Source:

Looking at Goldberg's blog, he's not completely rotten. He's written some decent stuff in favor of Iman Rauf. But otherwise he seems like a jerk. He replied to Robert Wright's criticism by calling him a "genocide denier". I clicked on the links--this is the offending post where Wright denied Saddam committed genocide against the Kurds. It turns out Wright thinks the word "genocide" means the complete extermination (or the attempt at it) of a given ethnic group. Wright is incorrect--the definition is less stringent than that. But Wright agrees that Saddam was guilty of mass murder against the Kurds, so the difference here is over a definition of a word. But Goldberg wants to portray Wright as evil, so he deliberately conveys the worst possible interpretation of what Wright said. He knows he's being deceptive here.
Posted by: Donald Johnson at August 20, 2010 08:46 PMBetter to stay on the surface where the contradictions are apparent and inexcusable.
The contradictions only arise if you first assume Goldberg was lying with the "nuclear ambitions" statement—and if you go that route you now have to assume not only that he was lying then, but that he turned around a week later and claimed never to have written that statement at all, even though anyone can see it right there at the front of his widely-discussed showpiece article. Does that really seem likely to anybody here? So by "staying on the surface" you're not only creating contradictions that don't otherwise need to exist, you're transforming Goldberg from a clever propagandist into a moronic, bald-faced liar.

Data segment:

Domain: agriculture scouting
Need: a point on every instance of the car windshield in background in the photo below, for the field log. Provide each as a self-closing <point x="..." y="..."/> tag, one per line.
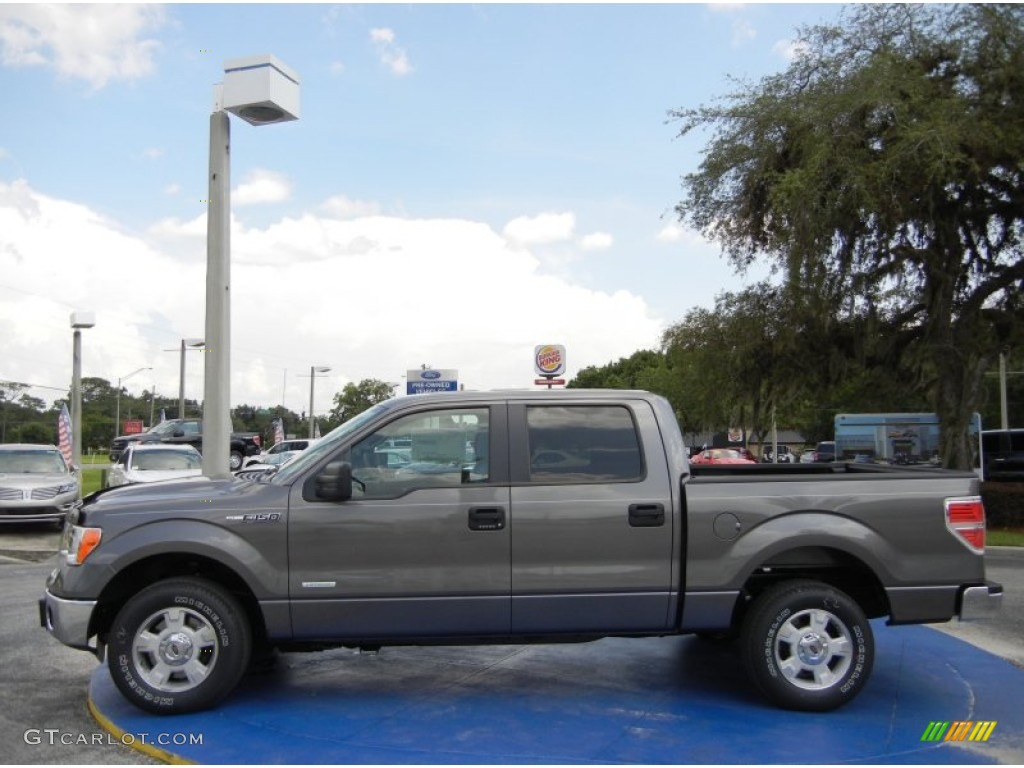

Instructions:
**a)** Name every person mentioned in the discussion of Goldberg.
**b)** Write the next part of the discussion of Goldberg, starting after its last sentence.

Answers to the exercises:
**a)** Goldberg, Iman Rauf, Robert Wright, Saddam, Donald Johnson

**b)**
There's no "on the surface" here—there's a statement that's ambiguous. And given that there's a mundane and pretty obvious way of reading that statement that fits perfectly with everything Goldberg's said before and since (and parrots the mainstream catechism on Iraq, which is Goldberg's specialty), I think that's clearly the more likely interpretation.
...he is certainly making an enormous lie by omission - claiming that Israel knows that bombing a nuclear-wannabe can permanently derail that country's "ambitions" without ever mentioning that it wasn't Israel's bombing at all, but US intervention, which led to the ending of the nuclear program.
No, that's too absolute. Israel temporarily halted Saddam Hussein's nuclear ambitions by bombing Osirak, dealing a serious setback, and the US ended them permanently ("forever, as it turned out") by attacking Iraq, imposing draconian sanctions and invasive inspections, and finally invading and occupying the country. So Israel's bombing was an important factor in the containment (and, as it turns out, the ultimate derailing) of Saddam Hussein's nuclear ambitions. It's not all or nothing.
Goldberg isn't predicating this around "permanently" at all, by the way, nor does a strike have to permanently halt a country's nuclear program to be considered worthwhile. Consider: did Israel's strike on the Syrian nuclear reactor permanently halt Syria's nuclear ambitions? No, since the Syrians can just start over. But it did halt them for now, and presumably set them back for many years. Whether or not the Syrians have to be dealt with again in the future (either by another air strike or some other means) is another question, but it doesn't change the fact that an attack that causes short-term damage and delay may be not just worthwhile but perfectly rational from a strategic viewpoint.
Again, none of this idiocy is what I think, nor is it something I'd endorse—but it is what people like Goldberg (and in particular the people Goldberg's writing for) think.
The contradictions only arise if you first assume Goldberg was lying with the "nuclear ambitions" statement
I do.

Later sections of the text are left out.